Grenfell Inquiry hears the 2008 test had failed within 15 minutes with ‘flames coming off the top of the test rig’

Kingspan threatened a cladding firm with legal action if it revealed the results of a failed fire test, the Grenfell Inquiry has heard.

John Lewis, a fire engineer at building control firm the National House Building Council (NHBC), told Monday’s hearing that the threat was made after a test of a cladding system containing Kingspan’s K15 insulation failed within 15 minutes.

Lewis had learned of the failed 2008 test during a meeting with cladding firm Sotech, whose 2mm aluminium panels had been used in the system tested by the Building Research Establishment (BRE), a testing house.

Although never specified in the refurbishment project for Grenfell tower, Kingspan’s K15 insulation was found to have been included in the building’s cladding system after the 2017 fire which claimed 72 lives.

It was also being used routinely in high rise projects across the UK in the years before the fire, using an inaccurate certificate from building control group Local Authority Building Control (LABC) which suggested the product was a “material of limited combustibility”.

John Lewis Grenfell

John Lewis giving evidence at the hearing yesterday

Yesterday, the inquiry was shown a 2015 email exchange between Lewis and another building control body in which Lewis relayed what he had heard about the failed test, which had been funded by both Kingspan and Sotech.

He said Sotech’s panels had held approval when tested with Rockwool insulation but had “failed within 15 minutes with ‘flames coming off the top of the test rig ’.”

He added: “Sotech got a call from Kingspan telling them that they’d take legal action against them if they released the test report.”

He went on to say in the email that Kingspan had “never mentioned” the failed test to the NHBC and had been “reluctant” to undertake another test using aluminium panels when the NHBC had requested it.

And he said he had seen assessments from the BRE which had extrapolated the results of tests on K15 using terracotta panels with those using aluminium.

Lewis said: “Either BRE have ignored (or been instructed to ignore) the earlier Sotech test or, as it was some time ago, the current staff are unaware of it. 

“I still have doubts about how the fire performance of a lightweight metal has been assessed on the basis of an inert inorganic material and, knowing that Kingspan are wanting to cover up tests which they aren’t happy to share, I just have a feeling that the use of an aluminium façade and K15 may not be as good as we’re led to believe.”
#####
§ EXERCISE A
Please repeat the Grenfell Inquiry article word for word from "And he said" to "those using aluminium.".
The article above and the records that come next are separate, unrelated material.

§ SUPPLIED RECORDS
#####
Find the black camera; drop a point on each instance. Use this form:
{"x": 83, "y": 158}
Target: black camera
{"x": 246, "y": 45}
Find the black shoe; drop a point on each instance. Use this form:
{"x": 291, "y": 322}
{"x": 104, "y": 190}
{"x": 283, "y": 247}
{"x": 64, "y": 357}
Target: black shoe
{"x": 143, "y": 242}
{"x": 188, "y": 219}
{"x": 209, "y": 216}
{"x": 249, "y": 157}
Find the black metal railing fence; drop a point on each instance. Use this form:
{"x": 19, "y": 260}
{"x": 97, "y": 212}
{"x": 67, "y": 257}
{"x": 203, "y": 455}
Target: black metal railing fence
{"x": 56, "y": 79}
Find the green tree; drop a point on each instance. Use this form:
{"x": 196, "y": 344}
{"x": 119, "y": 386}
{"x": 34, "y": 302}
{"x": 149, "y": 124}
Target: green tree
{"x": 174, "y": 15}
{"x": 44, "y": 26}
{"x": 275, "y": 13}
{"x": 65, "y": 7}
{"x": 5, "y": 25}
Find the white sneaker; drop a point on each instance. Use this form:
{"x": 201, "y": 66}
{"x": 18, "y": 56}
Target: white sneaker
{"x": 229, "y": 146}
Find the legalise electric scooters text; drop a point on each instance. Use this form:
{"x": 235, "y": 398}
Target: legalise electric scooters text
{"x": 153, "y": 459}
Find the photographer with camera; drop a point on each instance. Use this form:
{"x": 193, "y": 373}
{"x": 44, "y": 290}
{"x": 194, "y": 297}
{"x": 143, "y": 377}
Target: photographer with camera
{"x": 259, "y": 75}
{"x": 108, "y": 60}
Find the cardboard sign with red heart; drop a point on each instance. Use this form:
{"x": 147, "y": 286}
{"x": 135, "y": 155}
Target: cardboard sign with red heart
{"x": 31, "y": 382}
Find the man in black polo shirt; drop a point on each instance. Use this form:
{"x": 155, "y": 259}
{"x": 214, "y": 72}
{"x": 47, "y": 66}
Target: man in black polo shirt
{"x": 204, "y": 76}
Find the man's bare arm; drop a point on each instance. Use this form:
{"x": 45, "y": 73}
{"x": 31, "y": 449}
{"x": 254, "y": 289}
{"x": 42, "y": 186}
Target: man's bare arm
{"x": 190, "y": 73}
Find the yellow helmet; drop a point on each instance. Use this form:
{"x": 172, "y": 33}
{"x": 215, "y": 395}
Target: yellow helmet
#####
§ EXERCISE B
Raise every x and y coordinate in the answers by 61 while writing out the records again, requests included, from the line with "Find the man in" through the final line of the records. Give only those lines.

§ CORRECT RESULT A
And he said he had seen assessments from the BRE which had extrapolated the results of tests on K15 using terracotta panels with those using aluminium.

§ CORRECT RESULT B
Find the man in black polo shirt; drop a point on each instance. Use this form:
{"x": 155, "y": 259}
{"x": 214, "y": 72}
{"x": 47, "y": 66}
Target: man in black polo shirt
{"x": 265, "y": 137}
Find the man's bare arm; drop a point on each instance. Use this form:
{"x": 45, "y": 73}
{"x": 31, "y": 449}
{"x": 254, "y": 289}
{"x": 42, "y": 186}
Target: man's bare arm
{"x": 251, "y": 134}
Find the yellow helmet; drop a point on each instance. Use this form:
{"x": 172, "y": 33}
{"x": 215, "y": 395}
Target: yellow helmet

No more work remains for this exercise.